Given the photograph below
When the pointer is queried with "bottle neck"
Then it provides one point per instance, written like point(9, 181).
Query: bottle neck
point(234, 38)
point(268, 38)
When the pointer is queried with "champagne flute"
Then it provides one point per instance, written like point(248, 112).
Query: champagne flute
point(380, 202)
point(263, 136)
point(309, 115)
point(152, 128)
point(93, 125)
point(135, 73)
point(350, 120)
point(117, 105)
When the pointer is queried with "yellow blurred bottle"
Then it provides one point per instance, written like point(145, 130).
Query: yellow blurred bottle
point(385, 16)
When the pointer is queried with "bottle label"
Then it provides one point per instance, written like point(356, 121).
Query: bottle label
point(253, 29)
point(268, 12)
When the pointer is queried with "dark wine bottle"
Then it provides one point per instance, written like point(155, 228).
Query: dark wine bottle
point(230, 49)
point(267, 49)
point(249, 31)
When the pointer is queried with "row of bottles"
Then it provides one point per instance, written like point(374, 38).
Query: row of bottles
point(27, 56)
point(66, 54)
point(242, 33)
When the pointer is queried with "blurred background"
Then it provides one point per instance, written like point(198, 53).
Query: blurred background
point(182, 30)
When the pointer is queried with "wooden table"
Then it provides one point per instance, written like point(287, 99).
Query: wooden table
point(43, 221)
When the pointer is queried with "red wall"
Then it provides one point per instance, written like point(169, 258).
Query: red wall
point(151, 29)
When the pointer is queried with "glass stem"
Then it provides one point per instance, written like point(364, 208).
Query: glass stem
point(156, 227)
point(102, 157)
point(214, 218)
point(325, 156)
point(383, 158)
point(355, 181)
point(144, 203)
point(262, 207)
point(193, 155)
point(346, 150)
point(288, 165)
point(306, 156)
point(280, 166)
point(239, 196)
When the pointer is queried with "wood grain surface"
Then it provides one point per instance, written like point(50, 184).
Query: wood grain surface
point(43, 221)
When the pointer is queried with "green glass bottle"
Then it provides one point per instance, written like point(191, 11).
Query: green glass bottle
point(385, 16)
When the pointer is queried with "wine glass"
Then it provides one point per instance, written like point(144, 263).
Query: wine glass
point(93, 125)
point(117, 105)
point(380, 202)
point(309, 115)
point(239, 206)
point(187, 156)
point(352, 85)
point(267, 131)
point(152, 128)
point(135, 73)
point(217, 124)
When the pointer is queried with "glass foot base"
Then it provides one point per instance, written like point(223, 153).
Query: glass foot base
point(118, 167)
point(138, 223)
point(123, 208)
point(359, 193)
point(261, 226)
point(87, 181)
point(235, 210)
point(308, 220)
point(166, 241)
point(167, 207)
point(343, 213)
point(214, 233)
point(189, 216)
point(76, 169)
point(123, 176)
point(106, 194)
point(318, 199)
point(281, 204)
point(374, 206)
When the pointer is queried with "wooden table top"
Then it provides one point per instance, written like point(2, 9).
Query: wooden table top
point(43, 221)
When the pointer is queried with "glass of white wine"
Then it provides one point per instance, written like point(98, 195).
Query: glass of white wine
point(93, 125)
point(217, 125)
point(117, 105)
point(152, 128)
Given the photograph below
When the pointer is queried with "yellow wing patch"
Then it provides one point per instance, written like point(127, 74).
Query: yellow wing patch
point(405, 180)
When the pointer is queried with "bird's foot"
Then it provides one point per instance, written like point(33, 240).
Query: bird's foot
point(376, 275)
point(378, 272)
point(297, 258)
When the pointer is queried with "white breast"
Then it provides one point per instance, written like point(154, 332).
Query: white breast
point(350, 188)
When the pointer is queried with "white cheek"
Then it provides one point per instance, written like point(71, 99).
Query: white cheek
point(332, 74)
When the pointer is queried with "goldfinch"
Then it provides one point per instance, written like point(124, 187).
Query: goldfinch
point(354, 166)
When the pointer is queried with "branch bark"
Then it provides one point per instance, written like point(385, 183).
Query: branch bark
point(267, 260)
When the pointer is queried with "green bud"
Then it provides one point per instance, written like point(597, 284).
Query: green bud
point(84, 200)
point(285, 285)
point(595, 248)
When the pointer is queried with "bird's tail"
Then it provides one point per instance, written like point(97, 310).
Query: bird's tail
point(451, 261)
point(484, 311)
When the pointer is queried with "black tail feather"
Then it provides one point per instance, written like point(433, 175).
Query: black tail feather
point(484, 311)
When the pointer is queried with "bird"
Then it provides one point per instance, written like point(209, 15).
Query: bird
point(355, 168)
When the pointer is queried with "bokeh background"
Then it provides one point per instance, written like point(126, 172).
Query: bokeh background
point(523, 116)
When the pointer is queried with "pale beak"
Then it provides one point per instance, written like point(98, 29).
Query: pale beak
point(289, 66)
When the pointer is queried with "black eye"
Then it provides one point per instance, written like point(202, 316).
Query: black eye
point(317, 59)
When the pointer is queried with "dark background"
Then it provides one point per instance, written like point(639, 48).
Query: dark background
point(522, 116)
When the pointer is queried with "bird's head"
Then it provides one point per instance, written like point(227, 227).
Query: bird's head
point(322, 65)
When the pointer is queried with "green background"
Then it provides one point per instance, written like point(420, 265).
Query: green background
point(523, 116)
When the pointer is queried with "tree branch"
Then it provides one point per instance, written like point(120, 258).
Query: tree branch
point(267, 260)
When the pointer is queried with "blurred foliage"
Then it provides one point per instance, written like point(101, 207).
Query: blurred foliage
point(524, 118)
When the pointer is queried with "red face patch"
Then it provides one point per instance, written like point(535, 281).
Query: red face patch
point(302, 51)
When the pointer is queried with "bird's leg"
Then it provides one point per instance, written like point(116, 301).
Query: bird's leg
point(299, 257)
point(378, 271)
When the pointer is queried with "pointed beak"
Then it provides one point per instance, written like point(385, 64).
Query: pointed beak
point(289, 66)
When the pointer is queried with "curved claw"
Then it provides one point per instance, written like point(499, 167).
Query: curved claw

-------

## ACTIVITY
Whatever is in the entries above, write it out exactly.

## SOLUTION FOR THIS TASK
Given the photograph below
When the pointer is queried with "bottle neck"
Then it provides one point per instance, written like point(9, 181).
Query: bottle neck
point(234, 38)
point(268, 38)
When the pointer is queried with "champagne flute"
Then it provides one point per instance, written like point(248, 112).
Query: champagne flute
point(380, 202)
point(263, 136)
point(309, 115)
point(152, 128)
point(93, 125)
point(135, 73)
point(350, 120)
point(117, 105)
When the pointer is queried with "yellow blurred bottle"
Then it provides one point per instance, written like point(145, 130).
Query: yellow blurred bottle
point(385, 16)
When the pointer is queried with "bottle label"
Then it provides one point per instance, written like point(356, 121).
Query: bottle label
point(253, 29)
point(268, 12)
When the pointer is queried with "dark wine bottle"
Then it provides one point per instance, written like point(155, 228).
Query: dark wine bottle
point(230, 49)
point(267, 49)
point(249, 31)
When the pointer is queried with "row of bottles"
Then it provides one point per instance, written like point(374, 38).
Query: row of bottles
point(27, 56)
point(66, 54)
point(242, 33)
When the pointer is queried with "blurred background"
Then it provides one point per instance, written like point(198, 53).
Query: blurred background
point(182, 30)
When the pointer is queried with "wooden table"
Then it provides one point per instance, written like point(287, 99).
Query: wooden table
point(43, 221)
When the pointer is queried with "red wall"
Then it provides one point per instance, written like point(169, 258).
Query: red wall
point(151, 29)
When the pointer is queried with "glass stem"
Then it provides one point per instance, written like point(364, 208).
Query: glass stem
point(156, 227)
point(102, 157)
point(214, 218)
point(325, 156)
point(383, 158)
point(355, 181)
point(144, 203)
point(262, 207)
point(193, 155)
point(346, 150)
point(288, 165)
point(306, 156)
point(280, 166)
point(239, 196)
When the pointer is queried with "wood grain surface"
Then it provides one point per instance, written like point(50, 184).
Query: wood grain surface
point(43, 221)
When the pointer is queried with "green glass bottle"
Then it provides one point per instance, written like point(191, 11).
Query: green glass bottle
point(385, 16)
When the pointer is queried with "wine glass"
Then it provides one point per instance, written like point(144, 263).
Query: wine glass
point(93, 125)
point(117, 105)
point(380, 202)
point(309, 115)
point(239, 206)
point(187, 156)
point(352, 85)
point(267, 131)
point(152, 128)
point(135, 73)
point(217, 124)
When the pointer is queried with "glass foot base"
Then it provides one point per instance, written like point(223, 153).
Query: glass foot base
point(118, 167)
point(138, 223)
point(123, 208)
point(359, 193)
point(261, 226)
point(87, 181)
point(235, 210)
point(308, 220)
point(166, 241)
point(167, 207)
point(343, 213)
point(214, 233)
point(189, 216)
point(76, 169)
point(123, 176)
point(106, 194)
point(318, 199)
point(281, 204)
point(374, 206)
When the pointer is queried with "wooden table top"
Then it provides one point per instance, written like point(2, 9).
Query: wooden table top
point(43, 221)
When the pointer is queried with "glass of white wine"
Then it provides one point per instance, written like point(98, 195).
Query: glass of white wine
point(93, 125)
point(217, 125)
point(117, 105)
point(152, 128)
Given the photograph below
When the pointer is queried with "yellow wing patch"
Then it provides one point per instance, written like point(127, 74).
Query: yellow wing patch
point(405, 180)
When the pointer is queried with "bird's foot"
Then it provides one point per instance, written like point(33, 240).
Query: bird's foot
point(376, 275)
point(378, 272)
point(297, 258)
When the pointer is queried with "white breast"
Then it provides one point per instance, written like point(154, 332).
Query: white breast
point(350, 188)
When the pointer is queried with "white cheek"
Then it provides one point per instance, written like point(71, 99).
Query: white cheek
point(332, 74)
When the pointer is queried with "goldfinch"
Then it provides one point per instance, written like point(124, 187).
Query: goldfinch
point(354, 166)
When the pointer is queried with "branch bark"
Then it provides one point per instance, written like point(385, 183).
Query: branch bark
point(267, 260)
When the pointer is queried with "green bud"
Then it provides one point per instance, written like point(597, 284).
Query: green bud
point(84, 200)
point(285, 285)
point(595, 248)
When the pointer is queried with "bird's tail"
Then it provides one point per instance, written like point(97, 310).
Query: bird's tail
point(451, 261)
point(484, 311)
When the pointer is queried with "black tail feather"
Then it provides one point per instance, written like point(433, 175).
Query: black tail feather
point(484, 311)
When the pointer is queried with "bird"
Then it provides one point per instance, written like point(209, 15).
Query: bird
point(355, 168)
When the pointer is queried with "bokeh background"
Then it provides one point per instance, written like point(126, 172).
Query: bokeh background
point(523, 116)
When the pointer is queried with "pale beak"
Then it provides one point per instance, written like point(98, 29).
Query: pale beak
point(289, 66)
When the pointer is queried with "black eye"
Then it provides one point per instance, written like point(202, 316).
Query: black eye
point(317, 59)
When the pointer is queried with "dark background"
Then it provides one point per instance, written like point(639, 48).
Query: dark background
point(522, 116)
When the pointer is queried with "bird's head"
Then it provides one point per instance, written like point(227, 227).
Query: bird's head
point(322, 65)
When the pointer is queried with "green background"
Then it provides one point per instance, written like point(420, 265).
Query: green background
point(523, 116)
When the pointer is queried with "tree branch"
Then it provides one point per instance, written like point(120, 258).
Query: tree branch
point(267, 260)
When the pointer is queried with "blurred foliage"
Then it provides one point per instance, written like point(101, 207).
Query: blurred foliage
point(524, 118)
When the pointer is queried with "red face patch"
Then it provides one point per instance, written like point(535, 281).
Query: red face patch
point(302, 51)
When the pointer is queried with "bird's leg"
Then it provides one point per instance, written like point(116, 301).
Query: bird's leg
point(299, 257)
point(378, 271)
When the pointer is queried with "pointed beak"
Then it provides one point per instance, written like point(385, 64).
Query: pointed beak
point(289, 66)
When the pointer is queried with "curved claw"
Then it provides one point per instance, written like point(499, 167).
Query: curved claw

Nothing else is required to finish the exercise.